# [EXERCISE BRIEF]
Convert the records, from the line containing "Outline every instance of the <item>bowl" through the last line, into a Markdown table with the columns Row and Line. Number each row and leave out blank lines.

--- start of RECORDED INFORMATION ---

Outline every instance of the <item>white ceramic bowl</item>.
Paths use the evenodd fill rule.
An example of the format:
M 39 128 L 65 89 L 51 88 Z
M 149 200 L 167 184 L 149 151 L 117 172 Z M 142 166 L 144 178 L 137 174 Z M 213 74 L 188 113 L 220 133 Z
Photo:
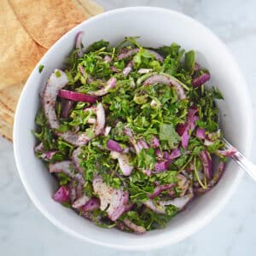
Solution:
M 53 224 L 84 241 L 125 250 L 151 249 L 183 240 L 209 223 L 230 199 L 242 175 L 235 163 L 229 163 L 213 189 L 195 200 L 166 229 L 140 236 L 99 228 L 51 199 L 56 183 L 34 155 L 36 140 L 31 131 L 35 127 L 34 117 L 40 106 L 39 92 L 53 69 L 63 67 L 65 57 L 73 49 L 75 35 L 80 31 L 84 32 L 84 45 L 102 38 L 116 44 L 125 36 L 140 36 L 144 45 L 157 47 L 177 42 L 187 49 L 195 49 L 197 61 L 211 71 L 211 84 L 216 84 L 225 97 L 219 104 L 225 136 L 247 155 L 253 117 L 243 77 L 224 44 L 199 22 L 164 9 L 136 7 L 97 15 L 64 35 L 38 63 L 44 65 L 43 73 L 38 73 L 38 65 L 35 67 L 20 98 L 14 128 L 17 167 L 30 198 Z

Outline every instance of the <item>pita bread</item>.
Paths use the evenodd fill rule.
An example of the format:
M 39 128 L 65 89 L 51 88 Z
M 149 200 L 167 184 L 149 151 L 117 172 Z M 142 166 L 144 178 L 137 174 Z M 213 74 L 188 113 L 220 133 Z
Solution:
M 0 119 L 0 133 L 1 135 L 9 140 L 13 141 L 13 126 L 5 123 L 4 121 Z M 0 136 L 1 136 L 0 135 Z
M 103 8 L 91 0 L 79 0 L 85 12 L 91 16 L 101 14 L 104 11 Z
M 23 84 L 20 83 L 0 90 L 0 134 L 10 141 L 15 112 Z
M 0 1 L 0 90 L 26 79 L 45 49 L 27 34 L 8 0 Z
M 71 28 L 90 18 L 77 1 L 9 0 L 9 3 L 26 32 L 46 49 Z

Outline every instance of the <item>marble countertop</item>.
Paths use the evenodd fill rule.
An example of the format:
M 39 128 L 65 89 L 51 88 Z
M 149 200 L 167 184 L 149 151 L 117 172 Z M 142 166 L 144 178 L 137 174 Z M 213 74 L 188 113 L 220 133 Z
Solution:
M 137 5 L 183 12 L 212 29 L 237 60 L 256 110 L 256 1 L 254 0 L 98 0 L 106 10 Z M 228 67 L 227 67 L 228 68 Z M 256 119 L 254 111 L 254 119 Z M 242 136 L 242 135 L 241 135 Z M 256 144 L 256 137 L 254 143 Z M 253 147 L 252 152 L 254 152 Z M 252 154 L 252 160 L 256 162 Z M 212 222 L 172 246 L 134 256 L 256 255 L 256 184 L 247 175 Z M 19 256 L 130 255 L 75 239 L 49 223 L 32 204 L 20 183 L 12 144 L 0 137 L 0 254 Z

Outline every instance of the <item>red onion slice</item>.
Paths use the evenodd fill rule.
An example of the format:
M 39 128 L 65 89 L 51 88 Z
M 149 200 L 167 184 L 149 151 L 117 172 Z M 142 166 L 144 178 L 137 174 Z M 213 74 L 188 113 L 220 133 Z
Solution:
M 110 150 L 116 151 L 119 153 L 122 153 L 124 151 L 120 144 L 113 140 L 108 140 L 107 143 L 107 147 Z
M 206 138 L 206 130 L 198 127 L 198 128 L 196 129 L 195 136 L 196 136 L 198 138 L 201 138 L 201 139 L 203 139 L 203 140 L 204 140 L 204 139 Z
M 200 159 L 207 179 L 212 179 L 213 176 L 212 161 L 208 152 L 207 150 L 202 150 L 200 154 Z
M 67 202 L 68 198 L 68 190 L 65 186 L 61 186 L 53 195 L 53 200 L 58 202 Z
M 137 73 L 151 73 L 153 71 L 152 68 L 140 68 Z
M 63 101 L 61 102 L 61 117 L 64 119 L 68 118 L 73 106 L 73 101 Z
M 170 160 L 174 160 L 176 158 L 178 158 L 179 156 L 181 156 L 180 149 L 175 148 L 172 151 L 172 153 L 170 154 Z
M 125 76 L 125 77 L 128 76 L 128 74 L 131 72 L 132 67 L 133 67 L 133 61 L 131 61 L 126 65 L 126 67 L 123 69 L 123 75 Z
M 146 201 L 144 201 L 143 205 L 145 205 L 147 207 L 148 207 L 156 213 L 166 214 L 165 207 L 156 205 L 151 199 L 148 199 Z
M 79 209 L 84 205 L 85 205 L 90 201 L 90 198 L 85 195 L 82 195 L 79 199 L 77 199 L 73 204 L 72 207 L 75 209 Z
M 157 173 L 157 172 L 164 172 L 164 171 L 167 171 L 168 170 L 168 166 L 169 166 L 169 163 L 166 162 L 166 161 L 157 162 L 154 165 L 154 171 L 153 172 Z
M 94 177 L 92 186 L 95 193 L 99 195 L 101 210 L 107 209 L 108 218 L 113 221 L 117 220 L 125 210 L 125 206 L 129 200 L 128 191 L 123 191 L 122 188 L 116 189 L 109 187 L 100 176 Z
M 137 234 L 144 234 L 147 230 L 144 227 L 138 226 L 135 224 L 133 222 L 125 218 L 123 220 L 123 223 L 132 231 Z
M 177 125 L 176 131 L 181 137 L 181 143 L 183 148 L 187 148 L 189 141 L 189 126 L 186 124 L 179 124 Z
M 100 208 L 100 201 L 96 197 L 90 198 L 84 206 L 82 207 L 82 212 L 91 212 Z
M 157 138 L 157 137 L 153 136 L 153 138 L 149 143 L 149 146 L 153 148 L 160 147 L 160 142 L 159 142 L 159 139 Z
M 235 148 L 230 148 L 224 149 L 224 150 L 217 150 L 216 153 L 218 153 L 223 156 L 233 157 L 237 153 L 237 149 Z
M 130 176 L 134 166 L 130 163 L 129 155 L 126 154 L 120 154 L 118 157 L 118 161 L 124 176 Z
M 94 103 L 97 100 L 97 97 L 90 95 L 63 89 L 60 90 L 58 96 L 63 99 L 72 100 L 73 102 L 83 102 L 89 103 Z
M 35 147 L 34 151 L 36 153 L 41 153 L 40 157 L 45 161 L 49 161 L 52 159 L 57 150 L 49 150 L 44 151 L 43 143 L 40 143 L 38 146 Z
M 112 61 L 112 58 L 109 55 L 106 55 L 103 60 L 107 63 L 109 63 Z
M 73 168 L 73 166 L 71 160 L 64 160 L 49 165 L 49 172 L 63 172 L 70 177 L 76 179 L 79 183 L 84 184 L 84 179 L 83 175 L 80 173 L 74 174 L 73 172 L 72 172 Z
M 99 103 L 96 109 L 96 121 L 95 124 L 95 136 L 100 135 L 105 127 L 105 111 L 102 103 Z

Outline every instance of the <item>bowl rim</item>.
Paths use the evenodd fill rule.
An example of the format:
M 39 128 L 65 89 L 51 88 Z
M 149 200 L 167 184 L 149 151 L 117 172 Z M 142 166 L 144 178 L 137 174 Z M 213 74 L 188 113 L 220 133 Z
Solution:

--- end of RECORDED INFORMATION ---

# [ANSWER BELOW]
| Row | Line |
|---|---|
| 1 | Outline every instance of the <item>bowl rim</item>. |
| 2 | Paths use the evenodd fill rule. |
| 3 | An example of the format: |
| 4 | M 39 128 L 65 89 L 51 88 Z |
| 5 | M 149 200 L 167 184 L 149 151 L 117 172 Z M 142 166 L 144 178 L 137 174 Z M 213 74 L 188 113 L 220 133 Z |
| 6 | Solution: |